__PAGE EXTRACT__

[lbo-talk] Petrostate and labour (China)

Tom Walker timework at telus.net
Thu Apr 14 18:32:48 PDT 2005


Doug wrote,


>Tom Walker wrote:


>>/It was about you being right because I made some kind of mistake.
/
>Not really, though I suspect you'll accuse me of compounding the
>offense by denying it.

Me: Not at all, I take your word for it.

Doug wrote,


>I think it's pretty big news that China is
>more energy-efficient than the US. Most Americans wouldn't believe it.


>And I think PPPs are the right exchange rate to use, since we're
>talking use value, not exchange value, and the market yuan-dollar
>rate is ridiculous.

__RECORDS SUPPLIED__
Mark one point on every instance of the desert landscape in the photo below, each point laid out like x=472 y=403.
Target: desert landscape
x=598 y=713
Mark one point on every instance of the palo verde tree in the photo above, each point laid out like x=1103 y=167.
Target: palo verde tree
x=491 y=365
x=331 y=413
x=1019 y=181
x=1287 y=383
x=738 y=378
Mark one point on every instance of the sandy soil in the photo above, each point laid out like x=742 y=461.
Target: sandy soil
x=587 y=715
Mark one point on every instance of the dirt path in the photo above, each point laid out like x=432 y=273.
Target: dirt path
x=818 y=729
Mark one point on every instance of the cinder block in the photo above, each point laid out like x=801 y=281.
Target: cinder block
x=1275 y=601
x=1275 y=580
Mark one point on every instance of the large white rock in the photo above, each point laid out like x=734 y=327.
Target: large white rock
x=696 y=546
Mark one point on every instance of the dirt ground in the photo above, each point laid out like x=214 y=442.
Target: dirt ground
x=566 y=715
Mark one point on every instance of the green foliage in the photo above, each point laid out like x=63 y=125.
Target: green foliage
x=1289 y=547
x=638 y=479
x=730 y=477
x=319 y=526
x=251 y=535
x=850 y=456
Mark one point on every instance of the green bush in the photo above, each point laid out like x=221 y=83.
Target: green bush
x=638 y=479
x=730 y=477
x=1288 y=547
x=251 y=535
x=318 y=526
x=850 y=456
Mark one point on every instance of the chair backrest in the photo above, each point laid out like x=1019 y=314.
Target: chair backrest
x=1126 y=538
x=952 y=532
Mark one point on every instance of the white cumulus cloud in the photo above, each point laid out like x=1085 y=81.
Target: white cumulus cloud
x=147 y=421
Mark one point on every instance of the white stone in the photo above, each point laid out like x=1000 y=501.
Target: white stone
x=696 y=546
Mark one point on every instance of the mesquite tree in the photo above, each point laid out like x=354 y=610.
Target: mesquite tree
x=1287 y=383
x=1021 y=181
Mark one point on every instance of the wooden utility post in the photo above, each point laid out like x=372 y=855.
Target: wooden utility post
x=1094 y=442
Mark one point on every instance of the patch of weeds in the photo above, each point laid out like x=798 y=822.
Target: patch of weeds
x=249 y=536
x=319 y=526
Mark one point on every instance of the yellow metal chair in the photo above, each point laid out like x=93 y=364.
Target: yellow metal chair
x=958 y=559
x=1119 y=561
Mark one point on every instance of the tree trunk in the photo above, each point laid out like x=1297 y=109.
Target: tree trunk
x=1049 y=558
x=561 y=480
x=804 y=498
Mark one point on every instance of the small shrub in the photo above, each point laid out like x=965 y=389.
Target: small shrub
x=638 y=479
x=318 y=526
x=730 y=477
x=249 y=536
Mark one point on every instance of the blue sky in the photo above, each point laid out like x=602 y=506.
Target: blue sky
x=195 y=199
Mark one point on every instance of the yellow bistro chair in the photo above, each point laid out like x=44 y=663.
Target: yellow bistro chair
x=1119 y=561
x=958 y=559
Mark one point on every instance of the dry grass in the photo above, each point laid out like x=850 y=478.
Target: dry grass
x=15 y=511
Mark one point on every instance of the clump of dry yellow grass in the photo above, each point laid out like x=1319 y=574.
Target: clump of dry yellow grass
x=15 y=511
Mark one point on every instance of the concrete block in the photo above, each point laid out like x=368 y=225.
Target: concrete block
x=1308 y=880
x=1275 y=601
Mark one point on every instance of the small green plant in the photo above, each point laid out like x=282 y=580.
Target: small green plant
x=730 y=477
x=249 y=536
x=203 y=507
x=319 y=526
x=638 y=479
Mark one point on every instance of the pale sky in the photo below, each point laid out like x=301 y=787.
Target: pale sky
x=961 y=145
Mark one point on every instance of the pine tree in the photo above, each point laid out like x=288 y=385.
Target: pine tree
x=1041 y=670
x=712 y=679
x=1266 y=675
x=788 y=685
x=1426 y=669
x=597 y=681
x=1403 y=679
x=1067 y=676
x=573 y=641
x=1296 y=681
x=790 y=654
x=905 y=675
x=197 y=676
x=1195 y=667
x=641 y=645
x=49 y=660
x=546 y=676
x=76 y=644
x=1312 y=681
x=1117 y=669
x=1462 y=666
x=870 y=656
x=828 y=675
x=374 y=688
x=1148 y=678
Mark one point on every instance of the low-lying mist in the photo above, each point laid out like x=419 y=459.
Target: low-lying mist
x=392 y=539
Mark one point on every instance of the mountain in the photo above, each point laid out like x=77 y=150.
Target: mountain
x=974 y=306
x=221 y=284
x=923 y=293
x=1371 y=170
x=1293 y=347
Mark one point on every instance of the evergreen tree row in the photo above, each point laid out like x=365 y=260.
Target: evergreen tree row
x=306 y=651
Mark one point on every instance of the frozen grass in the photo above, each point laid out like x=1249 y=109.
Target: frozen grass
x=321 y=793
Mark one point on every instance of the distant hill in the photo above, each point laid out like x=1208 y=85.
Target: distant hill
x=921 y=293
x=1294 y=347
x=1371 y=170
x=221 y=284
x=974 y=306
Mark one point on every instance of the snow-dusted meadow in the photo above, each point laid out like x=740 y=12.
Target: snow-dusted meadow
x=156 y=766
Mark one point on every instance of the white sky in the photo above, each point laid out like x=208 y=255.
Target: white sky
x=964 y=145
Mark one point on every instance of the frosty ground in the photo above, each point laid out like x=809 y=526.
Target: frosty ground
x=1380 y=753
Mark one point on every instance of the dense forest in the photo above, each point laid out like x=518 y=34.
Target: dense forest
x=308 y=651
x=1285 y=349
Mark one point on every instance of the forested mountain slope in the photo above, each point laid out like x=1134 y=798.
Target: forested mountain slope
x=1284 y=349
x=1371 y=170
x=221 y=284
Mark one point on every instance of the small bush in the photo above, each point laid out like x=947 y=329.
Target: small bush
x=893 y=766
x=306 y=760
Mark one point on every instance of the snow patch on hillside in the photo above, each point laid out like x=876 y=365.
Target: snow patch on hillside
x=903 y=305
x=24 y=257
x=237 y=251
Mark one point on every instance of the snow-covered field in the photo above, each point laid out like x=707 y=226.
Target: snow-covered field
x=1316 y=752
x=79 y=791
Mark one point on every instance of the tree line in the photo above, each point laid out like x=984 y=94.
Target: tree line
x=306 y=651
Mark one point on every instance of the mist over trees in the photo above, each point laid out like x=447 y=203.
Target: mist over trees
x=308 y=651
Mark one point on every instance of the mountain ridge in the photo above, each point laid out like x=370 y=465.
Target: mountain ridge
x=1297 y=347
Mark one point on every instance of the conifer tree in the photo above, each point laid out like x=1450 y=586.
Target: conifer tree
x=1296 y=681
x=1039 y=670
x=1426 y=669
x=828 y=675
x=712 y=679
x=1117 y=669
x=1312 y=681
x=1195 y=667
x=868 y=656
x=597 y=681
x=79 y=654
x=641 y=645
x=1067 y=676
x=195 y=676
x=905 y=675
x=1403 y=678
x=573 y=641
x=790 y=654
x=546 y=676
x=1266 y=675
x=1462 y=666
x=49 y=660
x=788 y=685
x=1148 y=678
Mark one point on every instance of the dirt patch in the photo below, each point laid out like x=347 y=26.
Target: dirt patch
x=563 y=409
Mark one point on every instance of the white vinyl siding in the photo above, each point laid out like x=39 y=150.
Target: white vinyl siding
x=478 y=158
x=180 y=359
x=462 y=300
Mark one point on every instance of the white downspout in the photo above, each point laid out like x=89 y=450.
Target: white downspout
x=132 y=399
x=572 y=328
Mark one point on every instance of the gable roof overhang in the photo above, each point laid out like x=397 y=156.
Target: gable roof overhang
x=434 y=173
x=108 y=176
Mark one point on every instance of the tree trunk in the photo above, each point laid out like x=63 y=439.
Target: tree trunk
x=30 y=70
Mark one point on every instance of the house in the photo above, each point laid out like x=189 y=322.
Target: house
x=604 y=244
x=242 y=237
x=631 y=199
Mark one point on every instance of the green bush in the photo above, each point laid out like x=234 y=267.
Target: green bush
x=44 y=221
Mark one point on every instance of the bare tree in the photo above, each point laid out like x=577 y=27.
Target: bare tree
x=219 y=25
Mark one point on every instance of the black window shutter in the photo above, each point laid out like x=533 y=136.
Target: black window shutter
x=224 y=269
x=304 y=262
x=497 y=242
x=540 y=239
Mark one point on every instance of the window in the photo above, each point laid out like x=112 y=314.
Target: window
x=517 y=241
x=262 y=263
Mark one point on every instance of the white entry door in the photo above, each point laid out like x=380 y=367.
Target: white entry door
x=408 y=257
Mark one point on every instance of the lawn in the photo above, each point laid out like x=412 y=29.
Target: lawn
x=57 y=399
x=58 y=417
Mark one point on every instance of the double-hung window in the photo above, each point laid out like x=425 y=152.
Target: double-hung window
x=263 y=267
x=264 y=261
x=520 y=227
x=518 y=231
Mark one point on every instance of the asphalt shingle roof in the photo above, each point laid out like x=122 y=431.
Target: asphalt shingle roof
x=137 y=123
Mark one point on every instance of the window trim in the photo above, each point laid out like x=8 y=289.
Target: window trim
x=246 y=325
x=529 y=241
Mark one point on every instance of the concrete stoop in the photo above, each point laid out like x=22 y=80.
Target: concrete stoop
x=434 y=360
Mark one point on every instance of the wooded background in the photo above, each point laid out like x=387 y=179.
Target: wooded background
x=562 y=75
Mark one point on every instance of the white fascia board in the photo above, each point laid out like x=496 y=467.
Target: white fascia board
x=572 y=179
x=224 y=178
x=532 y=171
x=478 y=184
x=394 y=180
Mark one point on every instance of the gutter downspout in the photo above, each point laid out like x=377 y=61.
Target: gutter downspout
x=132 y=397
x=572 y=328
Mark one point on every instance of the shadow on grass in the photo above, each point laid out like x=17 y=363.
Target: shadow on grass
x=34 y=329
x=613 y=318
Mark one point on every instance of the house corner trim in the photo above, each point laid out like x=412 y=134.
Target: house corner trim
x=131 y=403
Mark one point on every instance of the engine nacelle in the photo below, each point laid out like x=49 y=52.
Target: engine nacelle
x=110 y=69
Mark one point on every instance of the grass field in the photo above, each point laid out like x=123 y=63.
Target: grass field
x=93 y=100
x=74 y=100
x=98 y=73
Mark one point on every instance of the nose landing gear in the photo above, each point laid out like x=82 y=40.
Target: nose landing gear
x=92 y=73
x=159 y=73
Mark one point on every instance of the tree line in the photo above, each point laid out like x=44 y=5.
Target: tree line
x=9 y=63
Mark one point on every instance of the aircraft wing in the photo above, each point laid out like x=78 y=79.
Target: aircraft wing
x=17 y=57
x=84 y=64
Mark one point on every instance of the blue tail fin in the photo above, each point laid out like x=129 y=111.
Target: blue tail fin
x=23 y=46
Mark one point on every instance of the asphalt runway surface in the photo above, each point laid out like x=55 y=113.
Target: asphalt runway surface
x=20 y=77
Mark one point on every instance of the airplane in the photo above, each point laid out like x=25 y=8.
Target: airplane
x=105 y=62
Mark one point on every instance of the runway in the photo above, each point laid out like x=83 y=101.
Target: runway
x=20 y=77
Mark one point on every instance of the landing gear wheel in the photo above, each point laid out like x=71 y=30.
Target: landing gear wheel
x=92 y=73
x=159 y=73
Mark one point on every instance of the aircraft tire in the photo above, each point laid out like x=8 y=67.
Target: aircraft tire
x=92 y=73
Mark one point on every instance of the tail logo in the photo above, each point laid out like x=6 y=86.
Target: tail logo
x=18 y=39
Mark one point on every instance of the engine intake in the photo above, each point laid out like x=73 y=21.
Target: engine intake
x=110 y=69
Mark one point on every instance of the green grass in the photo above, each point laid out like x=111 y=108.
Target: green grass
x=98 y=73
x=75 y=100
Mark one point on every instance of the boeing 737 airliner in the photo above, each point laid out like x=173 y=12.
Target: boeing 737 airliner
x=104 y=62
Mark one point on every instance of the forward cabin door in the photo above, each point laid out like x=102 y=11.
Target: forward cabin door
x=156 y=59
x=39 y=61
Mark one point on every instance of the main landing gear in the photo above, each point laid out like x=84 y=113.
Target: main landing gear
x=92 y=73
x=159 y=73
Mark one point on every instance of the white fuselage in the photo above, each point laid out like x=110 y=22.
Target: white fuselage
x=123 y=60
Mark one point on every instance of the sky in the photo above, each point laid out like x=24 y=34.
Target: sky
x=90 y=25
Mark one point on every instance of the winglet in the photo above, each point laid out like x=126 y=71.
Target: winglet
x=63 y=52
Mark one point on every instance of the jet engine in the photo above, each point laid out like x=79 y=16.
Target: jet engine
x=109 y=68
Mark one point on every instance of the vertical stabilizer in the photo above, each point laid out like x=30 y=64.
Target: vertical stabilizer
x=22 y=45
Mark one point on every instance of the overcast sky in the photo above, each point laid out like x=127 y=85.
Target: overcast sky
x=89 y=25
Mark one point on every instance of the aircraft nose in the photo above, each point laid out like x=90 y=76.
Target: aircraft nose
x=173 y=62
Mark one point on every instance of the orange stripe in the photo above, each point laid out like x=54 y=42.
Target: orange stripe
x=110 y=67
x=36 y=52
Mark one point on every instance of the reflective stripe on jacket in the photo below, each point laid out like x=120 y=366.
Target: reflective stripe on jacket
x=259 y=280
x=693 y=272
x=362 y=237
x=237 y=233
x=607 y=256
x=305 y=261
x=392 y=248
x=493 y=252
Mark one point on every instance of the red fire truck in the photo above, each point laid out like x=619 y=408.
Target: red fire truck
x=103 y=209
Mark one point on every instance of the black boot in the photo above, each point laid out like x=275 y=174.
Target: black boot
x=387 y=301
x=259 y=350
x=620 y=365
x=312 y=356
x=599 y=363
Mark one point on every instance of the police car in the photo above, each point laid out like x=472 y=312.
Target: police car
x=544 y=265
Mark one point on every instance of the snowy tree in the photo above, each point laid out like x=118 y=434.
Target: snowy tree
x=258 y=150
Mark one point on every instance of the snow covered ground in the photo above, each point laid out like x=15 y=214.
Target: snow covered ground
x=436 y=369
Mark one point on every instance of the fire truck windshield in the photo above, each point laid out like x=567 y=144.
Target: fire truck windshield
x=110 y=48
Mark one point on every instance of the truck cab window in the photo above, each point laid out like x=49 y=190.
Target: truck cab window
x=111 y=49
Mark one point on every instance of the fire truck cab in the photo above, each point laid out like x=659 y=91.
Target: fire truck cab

__TASKS TO COMPLETE__
• A. List each piece of information in the header of the mailing-list post, the lines before the first "Doug wrote,".
• B. Rescale the rows from the line containing "Mark one point on every instance of the police" through the end of the rows, both ends included. Repeat every line, requests too, but multiply each answer coordinate by 0.95 and round to a whole number, with halves rounding up.
The rows are unrelated to the mailing-list post.

__ANSWER SET__
• A.
- Mailing list: lbo-talk
- Subject: Petrostate and labour (China)
- Sender: Tom Walker
- Address: timework at telus.net
- Date and time: Thu Apr 14 18:32:48 PDT 2005

• B.
Mark one point on every instance of the police car in the photo above, each point laid out like x=472 y=312.
Target: police car
x=517 y=252
Mark one point on every instance of the snowy tree in the photo above, each point laid out like x=118 y=434.
Target: snowy tree
x=245 y=143
Mark one point on every instance of the snow covered ground in the photo above, each point laid out like x=15 y=214.
Target: snow covered ground
x=414 y=351
Mark one point on every instance of the fire truck windshield in the photo above, each point laid out like x=567 y=144.
Target: fire truck windshield
x=105 y=46
Mark one point on every instance of the truck cab window in the photo above, each point laid out like x=49 y=190.
Target: truck cab window
x=105 y=47
Mark one point on every instance of the fire truck cab in the photo above, each point laid out like x=659 y=91.
Target: fire truck cab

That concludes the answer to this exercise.